> [TASK DETAILS]
Copy the stretch of the material below, word for word, from the line containing "the gondola seat" through the end of the material.

[Saved data entries]
>> BEGIN
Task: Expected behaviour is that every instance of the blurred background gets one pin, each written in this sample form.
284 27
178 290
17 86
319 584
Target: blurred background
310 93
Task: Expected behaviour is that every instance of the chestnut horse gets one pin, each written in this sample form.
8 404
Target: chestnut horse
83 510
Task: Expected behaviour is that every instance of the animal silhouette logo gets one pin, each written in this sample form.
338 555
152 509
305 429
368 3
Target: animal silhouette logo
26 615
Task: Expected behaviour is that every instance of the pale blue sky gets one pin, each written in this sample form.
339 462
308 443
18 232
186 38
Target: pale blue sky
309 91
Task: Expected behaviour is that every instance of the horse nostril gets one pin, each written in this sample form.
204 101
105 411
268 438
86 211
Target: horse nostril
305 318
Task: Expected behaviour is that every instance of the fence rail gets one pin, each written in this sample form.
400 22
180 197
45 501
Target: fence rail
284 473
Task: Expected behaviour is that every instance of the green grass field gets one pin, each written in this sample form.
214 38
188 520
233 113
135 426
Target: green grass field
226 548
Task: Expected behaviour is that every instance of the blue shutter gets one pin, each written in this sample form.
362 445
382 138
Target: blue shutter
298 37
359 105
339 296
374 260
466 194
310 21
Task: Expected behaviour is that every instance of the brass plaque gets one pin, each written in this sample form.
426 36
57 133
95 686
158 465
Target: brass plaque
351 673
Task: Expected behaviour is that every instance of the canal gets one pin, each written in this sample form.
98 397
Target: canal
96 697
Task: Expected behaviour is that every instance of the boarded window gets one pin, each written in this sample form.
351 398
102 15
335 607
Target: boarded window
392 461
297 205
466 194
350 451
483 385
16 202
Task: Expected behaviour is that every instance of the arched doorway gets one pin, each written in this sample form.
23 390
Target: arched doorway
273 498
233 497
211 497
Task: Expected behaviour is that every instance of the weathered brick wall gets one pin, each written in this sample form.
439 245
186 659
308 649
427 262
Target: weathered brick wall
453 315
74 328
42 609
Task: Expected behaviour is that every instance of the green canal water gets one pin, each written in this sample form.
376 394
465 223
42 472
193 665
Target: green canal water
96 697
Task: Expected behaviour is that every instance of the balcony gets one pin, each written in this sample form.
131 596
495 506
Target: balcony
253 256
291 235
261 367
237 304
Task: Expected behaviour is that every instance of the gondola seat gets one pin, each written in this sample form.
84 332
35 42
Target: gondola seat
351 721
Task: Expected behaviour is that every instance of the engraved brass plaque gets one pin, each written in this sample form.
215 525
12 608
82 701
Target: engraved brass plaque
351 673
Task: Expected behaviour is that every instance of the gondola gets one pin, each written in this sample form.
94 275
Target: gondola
>> END
> [RESPONSE BELOW]
Task: Expected behaviour is that every instance of the gondola seat gets one pin, each written in this sample form.
84 332
35 42
Target: gondola seat
351 721
Task: Expected behaviour is that every instance of the engraved brass plaque gets one pin, each written in this sample form.
215 525
12 608
82 701
Target: engraved brass plaque
351 673
Task: Expected behaviour is that every instance of the gondola gets one pin, each written in this sample form.
94 275
Target: gondola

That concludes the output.